Но в русской литературе XIX в. существовал и другой подход к человеку, заявивший о себе в полный голос в лице натуральной школы 40-х годов. Ее творческая установка — освобождение литературы от «литературности», от вымысла, прежде всего от вымышленных героев через последовательную ориентацию на правду жизни — социальную действительность. И потому, как отмечает Ю. В. Манн, «персонаж не позволяет обращаться с собою, как с вымышленным героем». Именно в 40-е годы в русском реализме образовались два его течения, ведущим творческим принципом одного из которых, «социологического», стала установка на создание иллюзии помещенние героя в действительность, на его невымышленность. Это течение характеризует «перенесение внимания с проблем личности на I вопрос о судьбах общественных групп, с изображения внутреннего мира человека на общественную практику этих групп, отход от преимущественно этической трактовки изображаемого к социальной и политической его оценке» [2, с. 149].

Главная проблема типологической классификации русского реализма состоит в том, чтобы положить в ее основу наиболее существенные признаки реализма как типа художественного творчества, а не идеологические понятия, как это принято в нашей историко-литературной науке. Ни «социологизм», ни даже «психологизм» таковыми не являются. Более адекватно характеризуют эти течения понятия «философское» и «позитивистское». Реализм «философский» основывается на эстетической концепции человека-личности в ее универсальных связях с миром, во всем ее мыслимом потенциале, а реализм «позитивистский» — на концепции «реального» человека, на подходе к нему по аналогии с принятым в науке подходом к описанию природного мира и человека. Такой принцип селекции человека отвечает нашему жизненному опыту: людей, нам незнакомых, мы различаем, но «первичным», общим для всех признакам: полу, национальности, социально-профессиональному положению. У писателей «позитивистского» течения правда жизни идентична художественной правде: художественность и означает следование правде жизни, представление о которой основывается на жизненном опыте читателя. У писателей «философского» реализма художественность основывается на «преодолении» жизненного опыта читателя и изображении человека через обнаружение, «открытие» его сущностных свойств.
+---+
### ПРИМЕНЕНИЕ ПРОЧИТАННОГО
**A)** Какие два понятия, согласно фрагменту о течениях русского реализма, более адекватно характеризуют эти течения?
**B)** Определите, согласуются ли с фрагментом о течениях русского реализма следующие утверждения. (i) Натуральная школа заявила о себе в 40-е годы XIX века. (ii) «Психологизм» назван существенным признаком реализма как типа художественного творчества. (iii) У писателей «позитивистского» течения правда жизни совпадает с художественной правдой. Для каждого утверждения ответьте «да» или «нет» и приведите точную цитату из фрагмента, которая это решает.
**C)** Продолжите фрагмент о двух течениях русского реализма, начав сразу после его последнего предложения.

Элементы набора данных
+---+
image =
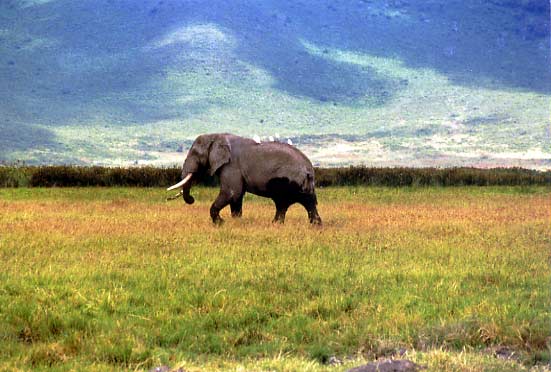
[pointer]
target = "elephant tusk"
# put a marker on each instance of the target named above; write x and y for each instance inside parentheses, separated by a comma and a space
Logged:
(181, 183)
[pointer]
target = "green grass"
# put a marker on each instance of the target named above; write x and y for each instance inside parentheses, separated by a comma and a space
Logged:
(118, 279)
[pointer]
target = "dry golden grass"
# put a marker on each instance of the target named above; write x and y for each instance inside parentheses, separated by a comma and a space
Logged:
(121, 279)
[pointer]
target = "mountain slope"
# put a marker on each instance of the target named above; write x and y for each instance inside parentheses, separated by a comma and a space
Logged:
(372, 82)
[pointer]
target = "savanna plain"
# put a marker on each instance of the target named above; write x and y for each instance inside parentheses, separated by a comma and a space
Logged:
(104, 279)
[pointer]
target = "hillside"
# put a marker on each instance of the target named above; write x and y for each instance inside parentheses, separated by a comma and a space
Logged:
(380, 83)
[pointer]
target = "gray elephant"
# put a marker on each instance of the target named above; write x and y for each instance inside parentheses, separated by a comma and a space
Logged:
(271, 169)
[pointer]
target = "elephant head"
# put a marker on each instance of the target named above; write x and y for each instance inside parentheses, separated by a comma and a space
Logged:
(208, 152)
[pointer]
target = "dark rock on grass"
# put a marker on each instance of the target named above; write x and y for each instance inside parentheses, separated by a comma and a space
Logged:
(389, 365)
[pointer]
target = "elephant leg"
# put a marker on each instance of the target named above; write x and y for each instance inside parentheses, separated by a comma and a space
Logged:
(281, 210)
(237, 207)
(309, 202)
(231, 192)
(222, 200)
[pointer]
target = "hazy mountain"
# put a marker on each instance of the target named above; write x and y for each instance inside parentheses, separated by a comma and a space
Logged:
(398, 82)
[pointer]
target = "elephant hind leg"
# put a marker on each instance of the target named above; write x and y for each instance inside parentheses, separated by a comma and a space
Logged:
(309, 202)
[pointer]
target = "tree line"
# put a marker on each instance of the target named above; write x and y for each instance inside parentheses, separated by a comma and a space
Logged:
(71, 176)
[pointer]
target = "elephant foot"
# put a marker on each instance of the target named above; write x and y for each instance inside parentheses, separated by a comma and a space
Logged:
(316, 221)
(218, 221)
(314, 217)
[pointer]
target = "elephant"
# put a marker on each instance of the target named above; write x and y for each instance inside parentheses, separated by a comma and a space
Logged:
(270, 169)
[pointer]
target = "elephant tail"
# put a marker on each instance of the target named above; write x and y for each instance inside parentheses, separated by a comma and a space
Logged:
(308, 185)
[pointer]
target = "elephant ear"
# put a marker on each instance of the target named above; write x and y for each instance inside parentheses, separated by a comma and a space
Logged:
(220, 154)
+---+
### ОТВЕТЫ ПО ЗАДАНИЯМ
**A)** Понятия «философское» и «позитивистское».

**B)**
(i) Да: «заявивший о себе в полный голос в лице натуральной школы 40-х годов».
(ii) Нет: «Ни «социологизм», ни даже «психологизм» таковыми не являются».
(iii) Да: «У писателей «позитивистского» течения правда жизни идентична художественной правде».

**C)**
Едва ли не первым из литературных критиков XIX в. к проблеме разных реализмов в русской литературе обратился Аполлон Григорьев, один из которых, по его мнению, есть реализм как по форме, так и по содержанию; другой — реализм по форме, но «идеализм» по содержанию. Представитель первого — А. Ф. Писемский, второго — И. С. Тургенев. Отличие между этими типами реализма, но А. Григорьеву, в наличии или отсутст вии у писателя идеала, в отношениях автора к героям: «Писемский совершенно отождествился с воззрениями на вещи изображаемого им мира, без малейшей грусти и злости, как бы с полною уверенностью, что никакого другого мира и нет кругом нас, что всякие другие, несколько приподнятые воззрения существуют только в книгах» [4, с. 430]. Дело, конечно, не в отсутствии у Писемского идеалов, а в позиции автора, который принципиально не «возвышается» над обыденным сознанием персонажей, который чурается «литературности» — присутствия в произведении авторской точки зрения, фокусируя внимание читателя на изображении.

Несколько иначе, чем А. Григорьев, осмыслял разные типы реализма Б. М. Эйхенбаум: «Рядом с литературой, исключительно сосредоточенной на острых вопросах социально-политической борьбы, существовала и другая литература, развивавшаяся вне узкого круга интеллигентских традиций… Она ничего явно не проповедовала, ничему прямо не учила, а только подробно и ярко рассказывала о русской жизни, о людях всяких сословий и профессий, запятых своими бытовыми делами… Эта „второстепенная“ литература была представлена именами Писемского и Лескова. Литературное происхождение Чехова в самом основном и главном идет от них» [5, с. 360]. Можно, конечно, не соглашаться с этим видным ученым в том, например, что Лесков, «ересиарх» русской литературы, «ничему не учил» читателя, а творчество автора «Тысячи душ» и «Взбаламученного моря» лишено социально-политической проблематики, но дистанцирование этих писателей от сложившихся в «философском» реализме принципов изображения человека, ориентация не на традиционные художественные модели типа «высокого героя», «лишнего» или «маленького» человека, а на человека «обыкновенного», не «округленного» до личностного уровня у Писемского и на носителя сущностных свойств национального характера у Лескова, — эти отсылки читателя к действительности, а не к литературным традициям в самом деле предвосхищают эстетику Чехова.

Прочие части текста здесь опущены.